> _WHAT IS NEEDED_
In the article on flexible working in Scotland, what percentage of workers now have some degree of flexibility?

> _SELECTED EXTRACT_

------

Business leaders are being challenged to address the lack of flexible working for low paid workers and those in frontline jobs in a bid to create a “more equal and ultimately better off society”.
Nikki Slowey, the co-founder and director of Flexibility Works, a social organisation which promotes more flexible working practices, made the plea as figures showed the number of Scots who benefit from this has increased over the past two years.
Research released on the second anniversary of the first Covid lockdown showed that 60% of workers now have some degree of flexibility – compared to 46% prior to the pandemic.
Across Scotland, just 33% of workers said they had had not access to any flexible working in the past six months.
But nearly half (45%) of women earning less than £20,000 a year reported having no access to flexible working in the last six months – compared to 32% of men of in the same earning bracket.
With 42% of the women surveyed earning less than £20,000 a year, compared to 21% of men, the Flex for Life 2022 report said the issue was significant.
Meanwhile, 44% of women in frontline jobs, including those earning more than £20,000 a year, said they had had no access to flexible working in the last six months, compared to 32% of male frontline workers.
Women employed in frontline posts tend to work in areas such as health, education, retail and the social care sector, while men in frontline positions were more likely to work in transport and storage and construction, as well as in health, education and retail.
Ms Slowey said: “As we emerge from the pandemic, and businesses can finally think about flexible working in a more intentional and sustainable way, we need to address the lack of flex in lower paid and frontline roles to create a more equal, and ultimately better, off society.”
Overall, almost three quarters (71%) of women want more flexibility with their employment than they currently have, compared to two thirds (65%) of men.
Ms Slowey said: “Rightly or wrongly, there’s an expectation that women will work more flexibly than men. But our figures show this isn’t always the case.
“While many people have benefited from working from home or shifting their hours around during the pandemic, and it looks like much of this greater flex will stay, not everyone has been included.
“Too many women in lower income roles are still missing out on the benefits of flexible working, such as feeling healthier and less stressed. And their employers are also missing out on a more productive workforce and lower sickness absence.”
Ms Slowey continued: “The vast majority of Scottish workers already work flexibly, or they want to, and flexibility is a key criteria for most job seekers, whether or not they’re in frontline roles.
“We understand flexible working is harder to implement in some roles more than others. But almost every role could have some flex, or new ways of working, that gives more choice and control to workers.
“Whether that’s a little home working, slight amends to start and finish times, or simply greater input to rotas and being able to swap shifts more easily.”

------

> _DATA SECTION_
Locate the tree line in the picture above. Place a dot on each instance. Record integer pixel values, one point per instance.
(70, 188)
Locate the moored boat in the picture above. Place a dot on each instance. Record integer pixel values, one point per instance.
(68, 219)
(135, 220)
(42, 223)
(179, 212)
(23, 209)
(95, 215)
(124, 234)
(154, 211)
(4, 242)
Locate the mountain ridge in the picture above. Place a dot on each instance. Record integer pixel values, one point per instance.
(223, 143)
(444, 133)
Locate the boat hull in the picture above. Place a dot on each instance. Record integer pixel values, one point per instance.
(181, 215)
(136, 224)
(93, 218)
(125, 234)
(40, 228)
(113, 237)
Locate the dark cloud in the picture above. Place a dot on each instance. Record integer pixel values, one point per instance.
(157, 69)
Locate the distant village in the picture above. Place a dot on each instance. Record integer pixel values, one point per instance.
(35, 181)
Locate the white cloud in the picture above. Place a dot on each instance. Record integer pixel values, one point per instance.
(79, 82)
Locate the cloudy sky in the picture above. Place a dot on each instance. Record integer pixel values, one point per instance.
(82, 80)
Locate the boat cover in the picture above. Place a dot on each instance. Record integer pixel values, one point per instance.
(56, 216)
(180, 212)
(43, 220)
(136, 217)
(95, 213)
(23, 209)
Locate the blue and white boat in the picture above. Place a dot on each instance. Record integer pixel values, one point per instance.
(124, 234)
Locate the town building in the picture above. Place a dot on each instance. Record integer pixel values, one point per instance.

------

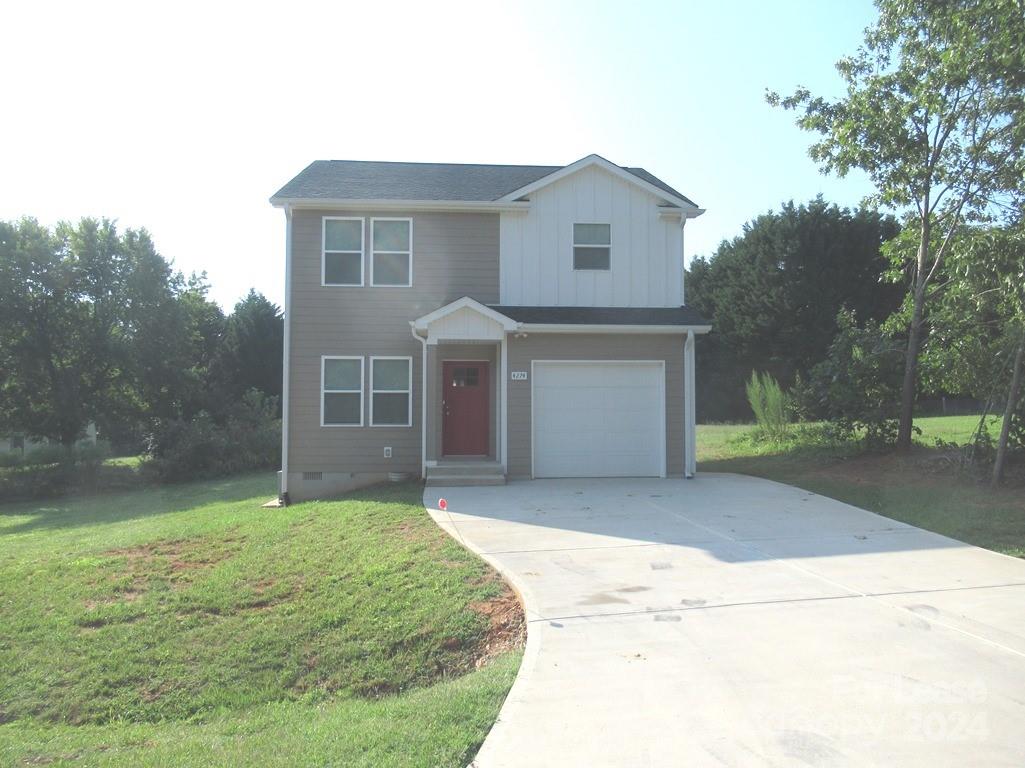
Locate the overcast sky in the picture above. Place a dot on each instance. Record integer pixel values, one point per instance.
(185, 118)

------

> _ANSWER_
60% of workers, compared with 46% before the pandemic.